**Problem requirements**
Return the full listing unchanged, excluding any images it contains.

○ ○ ○ ○ ○

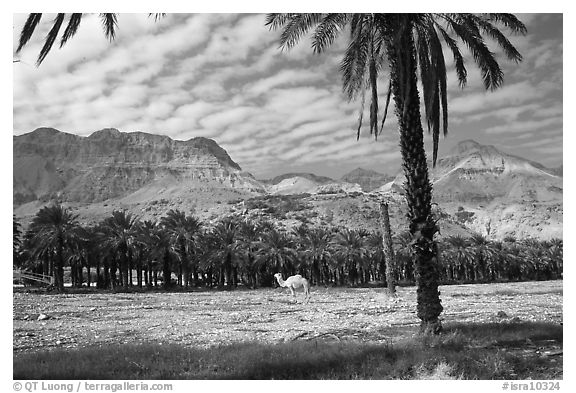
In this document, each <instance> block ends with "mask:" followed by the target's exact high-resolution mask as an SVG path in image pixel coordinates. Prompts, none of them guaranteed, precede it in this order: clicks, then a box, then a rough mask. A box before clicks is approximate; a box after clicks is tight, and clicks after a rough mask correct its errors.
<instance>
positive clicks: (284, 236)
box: [255, 228, 296, 277]
mask: <svg viewBox="0 0 576 393" xmlns="http://www.w3.org/2000/svg"><path fill="white" fill-rule="evenodd" d="M295 258H296V251H295V250H294V243H293V242H292V239H291V238H290V236H289V235H288V234H287V233H285V232H283V231H280V230H278V229H276V228H272V229H268V230H267V232H265V233H264V234H263V235H262V240H260V241H259V242H258V252H257V257H256V261H255V263H256V265H257V266H262V265H266V266H267V267H268V269H272V270H274V272H279V273H282V276H283V277H285V276H290V275H293V274H294V273H295V271H294V264H293V263H294V260H295ZM269 273H270V272H269Z"/></svg>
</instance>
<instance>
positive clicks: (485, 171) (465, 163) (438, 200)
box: [380, 140, 563, 203]
mask: <svg viewBox="0 0 576 393" xmlns="http://www.w3.org/2000/svg"><path fill="white" fill-rule="evenodd" d="M430 168H431V171H430V178H431V181H432V184H433V187H434V199H435V200H436V201H437V202H478V203H487V202H491V201H493V200H497V199H504V200H507V201H525V202H544V201H558V200H560V201H561V200H562V190H563V186H562V177H560V176H556V175H555V174H554V172H553V171H552V170H550V169H548V168H545V167H544V166H543V165H541V164H539V163H536V162H533V161H530V160H527V159H524V158H521V157H517V156H514V155H511V154H507V153H503V152H501V151H499V150H498V149H496V148H495V147H494V146H491V145H489V146H487V145H481V144H479V143H478V142H475V141H473V140H466V141H462V142H460V143H458V144H457V145H456V146H455V147H454V148H453V149H452V150H451V151H450V153H449V154H448V155H447V156H445V157H442V158H439V159H438V161H437V164H436V168H434V169H432V165H430ZM403 183H404V175H403V174H399V175H398V176H396V178H395V179H394V181H393V182H391V183H389V184H387V185H385V186H383V187H381V188H380V190H381V191H386V190H389V189H391V188H394V189H396V190H401V189H402V184H403Z"/></svg>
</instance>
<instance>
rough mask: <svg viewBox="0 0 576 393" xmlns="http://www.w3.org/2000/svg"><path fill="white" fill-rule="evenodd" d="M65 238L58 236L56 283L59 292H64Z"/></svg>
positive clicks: (57, 244)
mask: <svg viewBox="0 0 576 393" xmlns="http://www.w3.org/2000/svg"><path fill="white" fill-rule="evenodd" d="M63 253H64V239H63V238H62V235H59V236H58V244H57V247H56V266H55V269H54V283H55V285H56V289H57V290H58V292H60V293H62V292H64V256H63V255H62V254H63Z"/></svg>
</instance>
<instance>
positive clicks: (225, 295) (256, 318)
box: [13, 281, 563, 354]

○ ○ ○ ○ ○

**Solution**
In this document, each <instance> block ends with "mask:" followed by the target's exact high-resolution mask as an SVG path in image pixel coordinates. Prompts, none of them guaranteed, precede it in this order: clicks, then a box, then a rough mask. A box before clicks is approximate; a box after clicks is tight, and clicks after a rough mask correct its errors.
<instance>
positive clicks: (284, 236)
box: [255, 228, 296, 277]
mask: <svg viewBox="0 0 576 393" xmlns="http://www.w3.org/2000/svg"><path fill="white" fill-rule="evenodd" d="M295 258H296V251H295V250H294V243H293V242H292V239H291V238H290V236H289V235H288V234H287V233H285V232H283V231H280V230H278V229H276V228H272V229H268V230H267V232H265V233H264V234H263V235H262V240H260V241H259V242H258V252H257V257H256V261H255V263H256V265H257V266H262V265H266V266H267V267H268V269H272V270H274V272H279V273H282V276H283V277H285V276H290V275H293V274H294V273H295V271H294V264H293V263H294V260H295ZM269 273H270V272H269Z"/></svg>
</instance>
<instance>
positive clicks: (485, 171) (465, 163) (438, 200)
box: [380, 140, 563, 203]
mask: <svg viewBox="0 0 576 393" xmlns="http://www.w3.org/2000/svg"><path fill="white" fill-rule="evenodd" d="M430 168H431V171H430V178H431V181H432V184H433V187H434V199H435V200H436V201H437V202H478V203H487V202H491V201H493V200H497V199H504V200H507V201H525V202H544V201H558V200H560V201H561V200H562V190H563V186H562V177H560V176H556V175H555V174H554V172H553V171H552V170H550V169H548V168H545V167H544V166H543V165H541V164H539V163H536V162H533V161H530V160H527V159H524V158H521V157H517V156H514V155H511V154H507V153H503V152H501V151H499V150H498V149H496V148H495V147H494V146H491V145H489V146H487V145H481V144H479V143H478V142H475V141H473V140H466V141H462V142H460V143H458V144H457V145H456V146H455V147H454V148H453V149H452V150H451V151H450V153H449V154H448V155H447V156H445V157H442V158H439V159H438V161H437V164H436V168H434V169H432V165H430ZM403 183H404V175H403V174H399V175H398V176H396V178H395V179H394V181H393V182H391V183H389V184H387V185H385V186H383V187H381V188H380V190H381V191H386V190H389V189H391V188H394V189H396V190H401V189H402V184H403Z"/></svg>
</instance>
<instance>
rough mask: <svg viewBox="0 0 576 393" xmlns="http://www.w3.org/2000/svg"><path fill="white" fill-rule="evenodd" d="M65 238L58 236L56 283L59 292H64Z"/></svg>
positive clicks: (57, 244)
mask: <svg viewBox="0 0 576 393" xmlns="http://www.w3.org/2000/svg"><path fill="white" fill-rule="evenodd" d="M63 253H64V239H63V238H62V235H59V236H58V244H57V247H56V266H55V269H54V283H55V285H56V289H57V290H58V292H60V293H62V292H64V256H63V255H62V254H63Z"/></svg>
</instance>
<instance>
positive clicks: (225, 295) (256, 318)
box: [13, 281, 563, 354]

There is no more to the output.